**Extrait du texte**
───
Lorsqu’une entreprise réalise un bilan carbone, elle voit ses émissions de gaz à effet de serre catégorisées en trois périmètres appelés scopes 1, 2, 3. Issue d’une méthodologie internationale définie par le GHG Protocol, cette catégorisation permet de séparer les émissions de GES directes, les émissions indirectes liées à l’énergie et les autres émissions indirectes. Zoom sur les scopes 1, 2, 3 et présentation de leurs intérêts, tant pour les entreprises que pour la protection de l’environnement.
Comment sont comptabilisées les émissions de gaz à effet de serre ?
Pour évaluer leur impact sur le climat, les entreprises et autres organisations doivent quantifier leurs émissions de gaz à effet de serre (GES). En France, cette démarche s'effectue généralement dans le cadre d'un bilan carbone ou d’un Bilan GES Réglementaire. L'entreprise est tenue de fournir des données internes concernant son activité, telles que sa consommation de gaz, d'électricité et d'essence. L'entreprise doit également collecter des données provenant de l’ensemble de sa chaîne de valeur amont et aval (achats, fret, utilisation et fin de vie des produits vendus, etc.). Une fois ces données rassemblées, un volume d'émissions est associé aux différentes activités de l'organisation, ce qui permet de convertir les données d'activité en équivalent CO2.
───
**Défi**
Recopiez le passage de l'extrait sur le bilan carbone compris entre "Lorsqu’une entreprise réalise" et "effet de serre ?" inclus, en renommant "gaz à effet de serre" en "GES". Les lignes n'ont aucun lien avec l'extrait sur le bilan carbone.

**Données**
───
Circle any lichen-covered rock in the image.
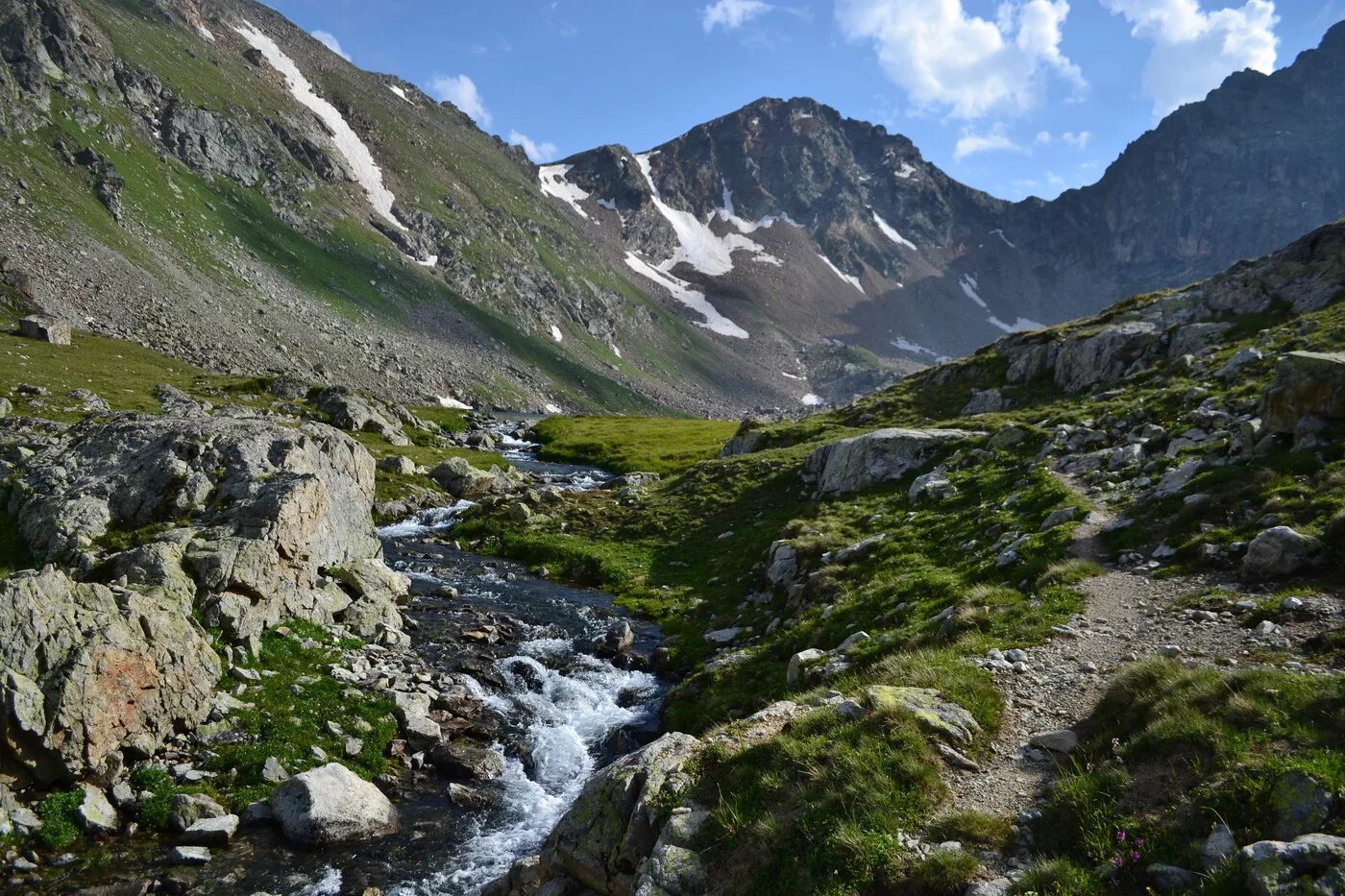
───
**Réponse**
Lorsqu’une entreprise réalise un bilan carbone, elle voit ses émissions de GES catégorisées en trois périmètres appelés scopes 1, 2, 3. Issue d’une méthodologie internationale définie par le GHG Protocol, cette catégorisation permet de séparer les émissions de GES directes, les émissions indirectes liées à l’énergie et les autres émissions indirectes. Zoom sur les scopes 1, 2, 3 et présentation de leurs intérêts, tant pour les entreprises que pour la protection de l’environnement.
Comment sont comptabilisées les émissions de GES ?